§ What to work on
(A) List the reasons the linear regression tutorial gives for why regression analysis is still so popular.
(B) In the linear regression tutorial, how many employees does the example data set cover?
(C) Quote the linear regression tutorial between "Lets Start by" and "years of service.", inclusive.

§ Passage
--*--

Linear Regression using Excel

Link to video on Linear Regression using Excel

Regression Analysis is still the most popular method used in Predictive Analytics. The main reason is that it works. It is well known and understood. With its different flavors, regression analysis covers a width swath of problems. Another great reason to use it, is that regression tools are easy to find.

Today we are going to use Excel to tackle a simple regression problem. I have uploaded a spreadsheet to this page. If you would like to follow along with the exercise, please download it from the link below:

Excel File Download:  Linear Regression Example File 1

What is Linear Regression?

Linear Regression is a method of statistical modeling where the value of a dependent variable based can be found calculated based on the value of one or more independent variables. The general idea, as seen in the picture below, is finding a line of best fit through the data. Using that line, you can then predict the value of Y given X.

linear1

I am not going to go too deep into the math here. I highly the Khan Academy video posted below if you are looking to brush up on your statistics.

Khan Academy – Linear Regression

Lets Start by Looking at the Data

If you download the Excel file at the top of the page, you will find 2 columns labeled Years and Salary. This example data set shows us the years of service and salary of 39 employees for an imaginary company.

linear2

What we are going to attempt to do is to develop a model using Linear Regression that will allow us to predict the salary of an employee given their years of service.

Step 1: Build a Scatter Plot

The first thing we want to do is build a scatter plot. Excel makes this simple enough. Just highlight all of your data > select the Insert Tab from the Ribbon > Select Scatter from Charts:

linear3.jpg

What you will get should look something like this:

linear4

We have a scatter chart with Salary on the Y Axis and Years on the X Axis. **Excel scatter charts set the left most column of the data set to the X Axis by default.

--*--

§ Provided records

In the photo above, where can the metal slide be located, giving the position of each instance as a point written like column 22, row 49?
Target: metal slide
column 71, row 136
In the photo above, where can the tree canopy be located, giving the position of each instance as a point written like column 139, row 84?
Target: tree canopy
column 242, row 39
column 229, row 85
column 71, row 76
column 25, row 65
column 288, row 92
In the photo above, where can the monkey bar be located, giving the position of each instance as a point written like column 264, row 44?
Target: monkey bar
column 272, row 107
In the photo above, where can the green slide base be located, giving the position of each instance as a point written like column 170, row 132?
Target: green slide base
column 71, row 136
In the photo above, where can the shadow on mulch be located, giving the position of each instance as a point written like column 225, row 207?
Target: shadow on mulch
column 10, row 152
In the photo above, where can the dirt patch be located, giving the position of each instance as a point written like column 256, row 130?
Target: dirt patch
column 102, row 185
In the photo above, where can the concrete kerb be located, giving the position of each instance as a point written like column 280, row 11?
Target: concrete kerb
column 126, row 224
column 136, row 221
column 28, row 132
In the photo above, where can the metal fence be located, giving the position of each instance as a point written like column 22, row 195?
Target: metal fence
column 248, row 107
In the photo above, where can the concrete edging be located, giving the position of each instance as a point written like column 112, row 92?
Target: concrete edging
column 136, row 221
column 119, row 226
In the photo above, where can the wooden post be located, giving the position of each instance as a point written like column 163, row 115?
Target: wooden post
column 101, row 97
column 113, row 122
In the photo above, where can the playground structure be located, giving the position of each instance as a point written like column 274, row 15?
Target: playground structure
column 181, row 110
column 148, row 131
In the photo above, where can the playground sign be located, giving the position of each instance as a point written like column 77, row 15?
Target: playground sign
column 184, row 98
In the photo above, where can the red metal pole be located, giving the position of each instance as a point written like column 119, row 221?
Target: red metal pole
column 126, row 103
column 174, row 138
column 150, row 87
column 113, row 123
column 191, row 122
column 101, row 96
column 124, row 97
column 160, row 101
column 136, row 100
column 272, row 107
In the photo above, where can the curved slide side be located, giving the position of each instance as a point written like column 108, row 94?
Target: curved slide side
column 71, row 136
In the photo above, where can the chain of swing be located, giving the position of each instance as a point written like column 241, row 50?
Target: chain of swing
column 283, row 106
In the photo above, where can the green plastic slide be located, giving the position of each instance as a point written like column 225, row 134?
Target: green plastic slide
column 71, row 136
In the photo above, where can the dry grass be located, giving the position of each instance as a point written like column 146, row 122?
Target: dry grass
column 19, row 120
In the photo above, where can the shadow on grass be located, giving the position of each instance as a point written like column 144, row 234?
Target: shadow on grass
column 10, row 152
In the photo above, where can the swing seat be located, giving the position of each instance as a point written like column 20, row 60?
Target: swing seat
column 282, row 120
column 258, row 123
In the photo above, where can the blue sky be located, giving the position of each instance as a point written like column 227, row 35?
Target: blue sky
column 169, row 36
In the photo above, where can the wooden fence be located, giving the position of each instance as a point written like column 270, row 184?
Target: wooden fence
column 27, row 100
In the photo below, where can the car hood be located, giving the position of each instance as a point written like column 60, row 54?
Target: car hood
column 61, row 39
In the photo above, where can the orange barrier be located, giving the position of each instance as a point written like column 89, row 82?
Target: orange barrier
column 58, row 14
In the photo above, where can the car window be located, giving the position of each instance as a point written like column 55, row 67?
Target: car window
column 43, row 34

--*--

§ Answers to the problems
(A)
- It works.
- It is well known and understood.
- With its different flavors, it covers a wide range of problems.
- Regression tools are easy to find.

(B) 39 employees.

(C)
Lets Start by Looking at the Data

If you download the Excel file at the top of the page, you will find 2 columns labeled Years and Salary. This example data set shows us the years of service and salary of 39 employees for an imaginary company.

linear2

What we are going to attempt to do is to develop a model using Linear Regression that will allow us to predict the salary of an employee given their years of service.